=== Section Start ===
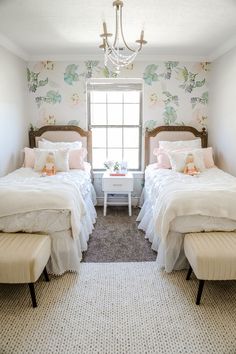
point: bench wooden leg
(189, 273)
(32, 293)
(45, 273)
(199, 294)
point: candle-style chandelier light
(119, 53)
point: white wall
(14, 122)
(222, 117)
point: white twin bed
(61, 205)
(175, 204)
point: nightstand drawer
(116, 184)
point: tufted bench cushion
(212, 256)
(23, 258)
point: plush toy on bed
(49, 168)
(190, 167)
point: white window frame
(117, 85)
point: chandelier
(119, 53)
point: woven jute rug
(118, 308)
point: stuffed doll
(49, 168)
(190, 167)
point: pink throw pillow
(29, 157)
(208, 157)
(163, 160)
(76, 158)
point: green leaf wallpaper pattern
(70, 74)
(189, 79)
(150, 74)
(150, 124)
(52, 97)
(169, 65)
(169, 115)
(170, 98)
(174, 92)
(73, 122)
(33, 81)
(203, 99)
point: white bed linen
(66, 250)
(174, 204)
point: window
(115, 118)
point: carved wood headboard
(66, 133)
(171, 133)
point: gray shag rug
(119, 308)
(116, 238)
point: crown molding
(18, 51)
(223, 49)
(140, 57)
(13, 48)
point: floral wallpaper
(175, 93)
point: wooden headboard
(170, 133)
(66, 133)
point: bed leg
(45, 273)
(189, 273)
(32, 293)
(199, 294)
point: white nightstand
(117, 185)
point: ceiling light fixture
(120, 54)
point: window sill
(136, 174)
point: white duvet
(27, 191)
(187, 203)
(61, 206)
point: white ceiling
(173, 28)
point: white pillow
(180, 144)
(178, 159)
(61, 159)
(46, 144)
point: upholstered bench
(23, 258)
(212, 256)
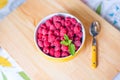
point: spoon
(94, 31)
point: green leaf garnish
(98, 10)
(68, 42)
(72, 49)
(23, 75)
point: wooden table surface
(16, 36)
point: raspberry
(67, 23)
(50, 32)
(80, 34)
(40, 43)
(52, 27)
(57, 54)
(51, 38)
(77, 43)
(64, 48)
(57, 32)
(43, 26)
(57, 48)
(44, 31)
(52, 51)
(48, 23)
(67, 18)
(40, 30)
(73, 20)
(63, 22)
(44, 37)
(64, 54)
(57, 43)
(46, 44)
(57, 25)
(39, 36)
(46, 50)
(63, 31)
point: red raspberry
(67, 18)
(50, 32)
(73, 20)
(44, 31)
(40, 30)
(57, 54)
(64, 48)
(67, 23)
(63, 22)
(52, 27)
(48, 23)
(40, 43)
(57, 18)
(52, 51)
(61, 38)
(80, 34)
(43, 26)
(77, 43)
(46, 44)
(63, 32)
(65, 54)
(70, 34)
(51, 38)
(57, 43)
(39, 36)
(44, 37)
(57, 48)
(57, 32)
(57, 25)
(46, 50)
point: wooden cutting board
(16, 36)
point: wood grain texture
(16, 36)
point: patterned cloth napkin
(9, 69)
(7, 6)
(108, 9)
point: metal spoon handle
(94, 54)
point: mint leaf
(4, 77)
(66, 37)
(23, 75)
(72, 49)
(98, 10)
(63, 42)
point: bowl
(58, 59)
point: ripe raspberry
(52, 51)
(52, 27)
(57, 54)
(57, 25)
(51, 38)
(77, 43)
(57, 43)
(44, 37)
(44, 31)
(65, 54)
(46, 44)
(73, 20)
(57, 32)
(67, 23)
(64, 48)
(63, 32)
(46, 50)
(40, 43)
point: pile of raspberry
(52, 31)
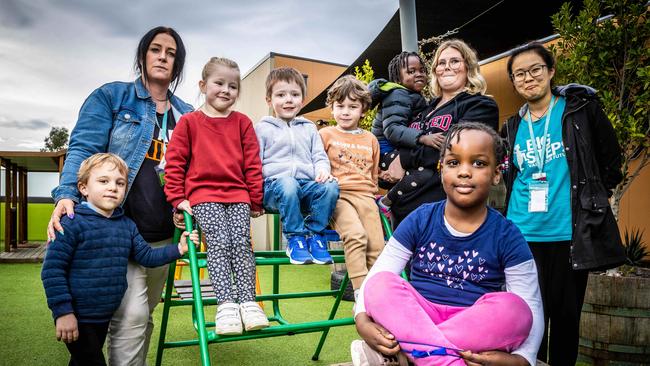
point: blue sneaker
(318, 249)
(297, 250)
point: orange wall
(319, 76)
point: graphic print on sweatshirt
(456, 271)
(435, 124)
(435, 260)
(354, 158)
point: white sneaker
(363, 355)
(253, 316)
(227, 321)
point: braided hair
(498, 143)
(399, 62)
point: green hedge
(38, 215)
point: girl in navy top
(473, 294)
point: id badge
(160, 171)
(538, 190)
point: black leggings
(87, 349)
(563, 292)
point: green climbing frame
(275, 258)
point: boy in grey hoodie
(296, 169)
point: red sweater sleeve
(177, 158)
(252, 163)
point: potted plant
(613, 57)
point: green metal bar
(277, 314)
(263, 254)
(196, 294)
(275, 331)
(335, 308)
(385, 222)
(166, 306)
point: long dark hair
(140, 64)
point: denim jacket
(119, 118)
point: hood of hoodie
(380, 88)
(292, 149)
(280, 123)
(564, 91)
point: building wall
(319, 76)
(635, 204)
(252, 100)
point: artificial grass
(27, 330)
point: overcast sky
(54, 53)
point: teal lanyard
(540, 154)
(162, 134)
=== Section End ===
Reproduce every entry exactly, but omit each picture.

point: bench wooden leg
(189, 273)
(32, 293)
(45, 273)
(199, 294)
point: candle-style chandelier light
(119, 53)
point: white wall
(14, 122)
(222, 117)
point: white twin bed
(61, 205)
(175, 204)
point: nightstand drawer
(116, 184)
point: tufted bench cushion
(212, 256)
(23, 258)
point: plush toy on bed
(49, 168)
(190, 167)
point: white window frame
(117, 85)
point: chandelier
(119, 53)
point: woven jute rug
(118, 308)
point: stuffed doll
(49, 168)
(190, 167)
point: pink throw pillow
(29, 157)
(208, 157)
(163, 160)
(76, 158)
point: green leaf wallpaper pattern
(70, 74)
(189, 79)
(150, 74)
(150, 124)
(52, 97)
(169, 65)
(169, 115)
(170, 98)
(174, 92)
(73, 122)
(33, 81)
(203, 99)
point: white bed linen
(66, 250)
(174, 204)
point: window
(115, 118)
point: carved wood headboard
(66, 133)
(171, 133)
point: gray shag rug
(119, 308)
(116, 238)
point: crown molding
(18, 51)
(223, 49)
(140, 57)
(13, 48)
point: floral wallpaper
(175, 93)
point: wooden headboard
(170, 133)
(66, 133)
point: bed leg
(45, 273)
(189, 273)
(32, 293)
(199, 294)
point: white nightstand
(117, 185)
point: ceiling light fixture
(120, 54)
point: window sill
(136, 174)
point: white duvet
(27, 191)
(187, 203)
(61, 206)
point: white ceiling
(173, 28)
point: white pillow
(180, 144)
(178, 159)
(61, 159)
(46, 144)
point: upholstered bench
(23, 258)
(212, 256)
point: spoon
(94, 31)
point: green leaf garnish
(98, 10)
(68, 42)
(72, 49)
(23, 75)
point: wooden table surface
(16, 36)
point: raspberry
(67, 23)
(50, 32)
(80, 34)
(40, 43)
(52, 27)
(57, 54)
(51, 38)
(77, 43)
(64, 48)
(57, 32)
(43, 26)
(57, 48)
(44, 31)
(52, 51)
(48, 23)
(67, 18)
(40, 30)
(73, 20)
(63, 22)
(44, 37)
(64, 54)
(57, 43)
(46, 44)
(57, 25)
(39, 36)
(46, 50)
(63, 31)
point: red raspberry
(67, 18)
(50, 32)
(73, 20)
(44, 31)
(40, 30)
(57, 54)
(64, 48)
(67, 23)
(63, 22)
(52, 27)
(48, 23)
(40, 43)
(57, 18)
(52, 51)
(61, 38)
(80, 34)
(43, 26)
(77, 43)
(46, 44)
(63, 32)
(65, 54)
(70, 34)
(51, 38)
(57, 43)
(39, 36)
(44, 37)
(57, 48)
(57, 32)
(57, 25)
(46, 50)
point: wooden cutting board
(16, 36)
point: wood grain texture
(16, 36)
point: patterned cloth napkin
(9, 69)
(7, 6)
(108, 9)
point: metal spoon handle
(94, 54)
point: mint leaf
(4, 77)
(66, 37)
(23, 75)
(72, 49)
(98, 10)
(63, 42)
point: bowl
(58, 59)
point: ripe raspberry
(52, 51)
(52, 27)
(57, 54)
(57, 25)
(51, 38)
(77, 43)
(57, 43)
(44, 37)
(44, 31)
(65, 54)
(46, 44)
(73, 20)
(57, 32)
(67, 23)
(64, 48)
(63, 32)
(46, 50)
(40, 43)
point: pile of raspberry
(52, 31)
point: blue sneaker
(318, 249)
(297, 250)
point: orange wall
(319, 76)
point: graphic print on sweatshirt
(456, 271)
(435, 124)
(435, 260)
(354, 158)
point: white sneaker
(363, 355)
(253, 316)
(227, 321)
point: braided hair
(498, 143)
(399, 62)
point: green hedge
(38, 215)
point: girl in navy top
(473, 294)
point: id badge
(160, 171)
(538, 190)
point: black leggings
(87, 349)
(563, 292)
point: green climbing frame
(275, 258)
point: boy in grey hoodie
(296, 169)
point: red sweater sleeve
(177, 158)
(252, 163)
point: potted plant
(613, 57)
point: green metal bar
(277, 314)
(263, 254)
(196, 294)
(275, 331)
(335, 308)
(385, 222)
(166, 306)
point: long dark hair
(140, 64)
point: denim jacket
(119, 118)
point: hood of hoodie
(380, 88)
(292, 149)
(280, 123)
(564, 91)
point: building wall
(319, 76)
(635, 204)
(252, 100)
point: artificial grass
(27, 330)
point: overcast sky
(54, 53)
point: teal lanyard
(540, 154)
(162, 134)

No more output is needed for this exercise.